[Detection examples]

· · ·

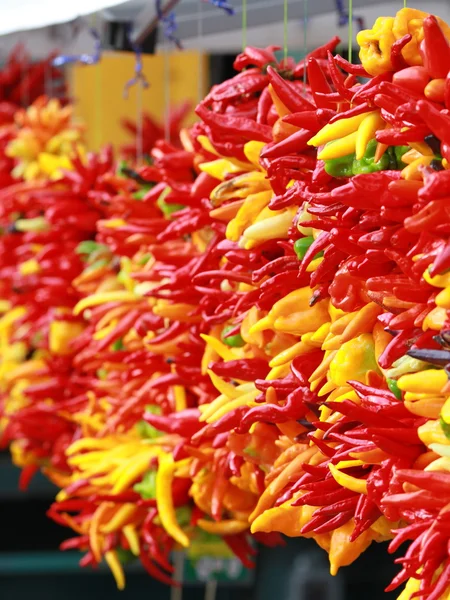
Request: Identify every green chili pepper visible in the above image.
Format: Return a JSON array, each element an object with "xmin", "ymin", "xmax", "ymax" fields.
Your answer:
[
  {"xmin": 352, "ymin": 139, "xmax": 391, "ymax": 175},
  {"xmin": 133, "ymin": 471, "xmax": 156, "ymax": 500},
  {"xmin": 175, "ymin": 506, "xmax": 192, "ymax": 527},
  {"xmin": 294, "ymin": 235, "xmax": 323, "ymax": 260},
  {"xmin": 439, "ymin": 417, "xmax": 450, "ymax": 440},
  {"xmin": 133, "ymin": 185, "xmax": 153, "ymax": 200},
  {"xmin": 97, "ymin": 369, "xmax": 108, "ymax": 381},
  {"xmin": 75, "ymin": 240, "xmax": 110, "ymax": 257},
  {"xmin": 324, "ymin": 154, "xmax": 355, "ymax": 177},
  {"xmin": 112, "ymin": 338, "xmax": 124, "ymax": 352},
  {"xmin": 138, "ymin": 252, "xmax": 152, "ymax": 265},
  {"xmin": 394, "ymin": 146, "xmax": 411, "ymax": 169},
  {"xmin": 386, "ymin": 379, "xmax": 402, "ymax": 400},
  {"xmin": 222, "ymin": 325, "xmax": 245, "ymax": 348}
]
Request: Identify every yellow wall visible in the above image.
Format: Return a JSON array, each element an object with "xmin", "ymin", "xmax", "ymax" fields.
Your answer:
[{"xmin": 71, "ymin": 51, "xmax": 208, "ymax": 150}]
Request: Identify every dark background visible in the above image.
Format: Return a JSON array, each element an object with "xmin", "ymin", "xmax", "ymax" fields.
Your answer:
[{"xmin": 0, "ymin": 453, "xmax": 397, "ymax": 600}]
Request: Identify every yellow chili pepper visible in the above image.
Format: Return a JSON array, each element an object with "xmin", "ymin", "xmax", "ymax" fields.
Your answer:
[
  {"xmin": 317, "ymin": 131, "xmax": 358, "ymax": 160},
  {"xmin": 356, "ymin": 17, "xmax": 395, "ymax": 75},
  {"xmin": 392, "ymin": 8, "xmax": 450, "ymax": 66},
  {"xmin": 355, "ymin": 112, "xmax": 384, "ymax": 160},
  {"xmin": 328, "ymin": 461, "xmax": 367, "ymax": 494},
  {"xmin": 156, "ymin": 454, "xmax": 189, "ymax": 548},
  {"xmin": 73, "ymin": 290, "xmax": 140, "ymax": 315},
  {"xmin": 329, "ymin": 519, "xmax": 373, "ymax": 575},
  {"xmin": 308, "ymin": 112, "xmax": 378, "ymax": 149},
  {"xmin": 197, "ymin": 519, "xmax": 249, "ymax": 535},
  {"xmin": 397, "ymin": 369, "xmax": 448, "ymax": 396},
  {"xmin": 105, "ymin": 550, "xmax": 125, "ymax": 590},
  {"xmin": 48, "ymin": 321, "xmax": 84, "ymax": 354},
  {"xmin": 330, "ymin": 333, "xmax": 379, "ymax": 385}
]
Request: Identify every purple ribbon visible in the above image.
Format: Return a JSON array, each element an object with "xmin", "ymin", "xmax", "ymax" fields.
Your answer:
[
  {"xmin": 155, "ymin": 0, "xmax": 183, "ymax": 50},
  {"xmin": 336, "ymin": 0, "xmax": 365, "ymax": 31},
  {"xmin": 203, "ymin": 0, "xmax": 234, "ymax": 15},
  {"xmin": 123, "ymin": 28, "xmax": 150, "ymax": 98},
  {"xmin": 52, "ymin": 27, "xmax": 102, "ymax": 67}
]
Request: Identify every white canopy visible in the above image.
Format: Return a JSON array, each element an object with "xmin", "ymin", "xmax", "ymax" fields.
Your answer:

· · ·

Description of the task: Reproduce the part of the entries that opens with the line containing "Request: Identify every white" and runs through the end of the entries, substituting "awning" for "canopy" and leaving everything else unchanged.

Task output:
Request: Identify every white awning visible in the above image.
Format: Return a JSON array, each element an object with "xmin", "ymin", "xmax", "ymax" fields.
Your answer:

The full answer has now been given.